Request 1: Convert the rows, from their first line through the line containing "174L392 177V166L386 162L382", into a JSON list of strings with one string per line and no blank lines.

Given passage:
──────
We have seen within our own Australian context Indigenous depictions of native fauna that has since been thought of as some of the earliest plant identification. The Victorian period saw a shift in the purpose of botanical illustrations as the development of photography came in to play. Illustration became less about ‘science’ and transformed itself into an art form. Triggering the rise of Botanical Art.
Gertrude Lovegrove was a local botanical artist in the late 19th Century who used watercolours to depict the abundant plant life across Sydney and all over New South Wales. She came to illustrate The Wild Flowers of New South Wales alongside William Baeuerlen in 1891. Lovegrove’s work celebrates the beauty and the evolution of plant life and is a perfect example of Botanical Art of its time.
Botanical Art has made a revival in today’s art culture. Not only are artists taking an opportunity to document plant life for art but also a nod in the direction of science and environmental research. Whilst camera and photography were revolutionary in The Victorian period, the approach to plant documentation is making a shift in today’s art world to include the whole life cycle of plants as the research is extensive before even putting paint to paper.
One of our own Australian Botanical Artist living in Brisbane is Anne Hayes. The detail of which Hayes portrays through her investigation of plant species is remarkable.
We would suggest taking some time to observe the past and recent works of local and international Botanical Artists.
──────
Material for this exercise:
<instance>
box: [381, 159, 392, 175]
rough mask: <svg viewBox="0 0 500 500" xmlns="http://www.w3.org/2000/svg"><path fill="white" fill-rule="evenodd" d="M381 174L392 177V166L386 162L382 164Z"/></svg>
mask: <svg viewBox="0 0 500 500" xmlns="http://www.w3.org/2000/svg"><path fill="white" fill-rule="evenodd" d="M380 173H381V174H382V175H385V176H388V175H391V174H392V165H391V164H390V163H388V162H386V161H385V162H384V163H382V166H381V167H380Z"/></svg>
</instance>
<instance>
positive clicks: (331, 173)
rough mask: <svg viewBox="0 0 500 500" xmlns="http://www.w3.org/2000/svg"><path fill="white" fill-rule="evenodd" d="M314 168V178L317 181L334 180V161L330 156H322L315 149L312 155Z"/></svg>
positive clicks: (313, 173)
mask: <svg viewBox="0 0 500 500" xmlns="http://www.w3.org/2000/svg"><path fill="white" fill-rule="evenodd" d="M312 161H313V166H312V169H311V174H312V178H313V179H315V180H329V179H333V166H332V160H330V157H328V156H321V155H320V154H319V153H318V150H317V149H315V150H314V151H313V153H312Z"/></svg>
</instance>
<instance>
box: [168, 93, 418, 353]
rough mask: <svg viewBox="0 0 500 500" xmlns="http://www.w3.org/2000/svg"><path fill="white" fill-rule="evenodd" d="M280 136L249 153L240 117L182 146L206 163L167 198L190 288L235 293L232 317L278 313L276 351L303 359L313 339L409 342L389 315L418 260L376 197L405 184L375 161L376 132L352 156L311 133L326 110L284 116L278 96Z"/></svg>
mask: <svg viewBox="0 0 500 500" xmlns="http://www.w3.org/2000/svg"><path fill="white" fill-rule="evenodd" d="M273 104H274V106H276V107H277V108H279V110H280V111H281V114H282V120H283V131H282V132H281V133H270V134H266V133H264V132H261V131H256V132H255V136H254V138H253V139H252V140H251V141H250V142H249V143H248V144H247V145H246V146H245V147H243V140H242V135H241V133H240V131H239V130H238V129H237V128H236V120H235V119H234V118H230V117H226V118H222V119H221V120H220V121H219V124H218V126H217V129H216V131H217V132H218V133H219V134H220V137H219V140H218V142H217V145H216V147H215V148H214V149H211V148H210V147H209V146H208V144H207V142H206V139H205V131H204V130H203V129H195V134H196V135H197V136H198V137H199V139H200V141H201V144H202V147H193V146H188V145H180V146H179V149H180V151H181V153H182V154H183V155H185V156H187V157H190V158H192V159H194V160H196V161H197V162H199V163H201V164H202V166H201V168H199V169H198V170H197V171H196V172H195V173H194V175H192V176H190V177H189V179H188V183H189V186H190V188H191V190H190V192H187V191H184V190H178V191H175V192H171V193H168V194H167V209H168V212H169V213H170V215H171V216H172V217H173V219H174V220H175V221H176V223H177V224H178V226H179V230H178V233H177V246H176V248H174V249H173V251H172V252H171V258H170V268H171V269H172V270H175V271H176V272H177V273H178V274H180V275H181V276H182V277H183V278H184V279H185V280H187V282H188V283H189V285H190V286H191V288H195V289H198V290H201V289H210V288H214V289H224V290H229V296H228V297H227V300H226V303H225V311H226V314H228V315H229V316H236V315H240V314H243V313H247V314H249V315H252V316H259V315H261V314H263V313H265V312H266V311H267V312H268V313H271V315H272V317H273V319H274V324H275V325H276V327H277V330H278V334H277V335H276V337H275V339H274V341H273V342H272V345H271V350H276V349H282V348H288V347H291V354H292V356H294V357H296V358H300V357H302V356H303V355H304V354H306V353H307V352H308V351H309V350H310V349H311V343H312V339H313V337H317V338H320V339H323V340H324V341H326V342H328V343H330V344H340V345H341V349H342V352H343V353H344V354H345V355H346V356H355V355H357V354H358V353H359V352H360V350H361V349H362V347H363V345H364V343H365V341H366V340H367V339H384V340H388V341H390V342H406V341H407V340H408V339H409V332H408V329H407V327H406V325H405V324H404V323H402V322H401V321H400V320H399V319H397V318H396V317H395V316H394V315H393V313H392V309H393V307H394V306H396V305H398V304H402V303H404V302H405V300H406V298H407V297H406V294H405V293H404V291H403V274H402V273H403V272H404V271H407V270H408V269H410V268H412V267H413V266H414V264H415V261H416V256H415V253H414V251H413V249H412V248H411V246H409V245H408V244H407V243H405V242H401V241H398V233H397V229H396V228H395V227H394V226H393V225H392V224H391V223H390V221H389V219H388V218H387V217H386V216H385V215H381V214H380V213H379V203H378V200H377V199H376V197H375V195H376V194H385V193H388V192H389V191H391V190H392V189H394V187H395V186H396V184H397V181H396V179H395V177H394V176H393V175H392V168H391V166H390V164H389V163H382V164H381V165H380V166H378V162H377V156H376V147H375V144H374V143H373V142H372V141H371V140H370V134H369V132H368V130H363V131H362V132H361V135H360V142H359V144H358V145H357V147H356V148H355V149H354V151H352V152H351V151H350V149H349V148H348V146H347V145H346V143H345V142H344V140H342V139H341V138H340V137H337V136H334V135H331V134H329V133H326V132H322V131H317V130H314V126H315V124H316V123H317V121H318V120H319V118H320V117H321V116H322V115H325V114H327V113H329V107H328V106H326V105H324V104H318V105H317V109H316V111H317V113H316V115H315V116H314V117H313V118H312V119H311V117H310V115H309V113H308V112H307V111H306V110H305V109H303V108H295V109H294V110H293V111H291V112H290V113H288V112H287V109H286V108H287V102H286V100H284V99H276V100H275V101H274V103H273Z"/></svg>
──────
Request 2: In the botanical art passage, condense the paragraph beginning "Gertrude Lovegrove was a local botanical artist" into a bulleted list that keeps its main facts.

Exercise result 1:
[
  "<instance>",
  "box: [381, 159, 392, 175]",
  "rough mask: <svg viewBox=\"0 0 500 500\" xmlns=\"http://www.w3.org/2000/svg\"><path fill=\"white\" fill-rule=\"evenodd\" d=\"M381 174L392 177V166L386 162L382 164Z\"/></svg>"
]

Exercise result 2:
- Gertrude Lovegrove was a local botanical artist in the late 19th century.
- She painted in watercolor, depicting plant life across Sydney and New South Wales.
- In 1891 she illustrated The Wild Flowers of New South Wales with William Baeuerlen.
- Her work celebrates the beauty and evolution of plant life and is a perfect example of the Botanical Art of its time.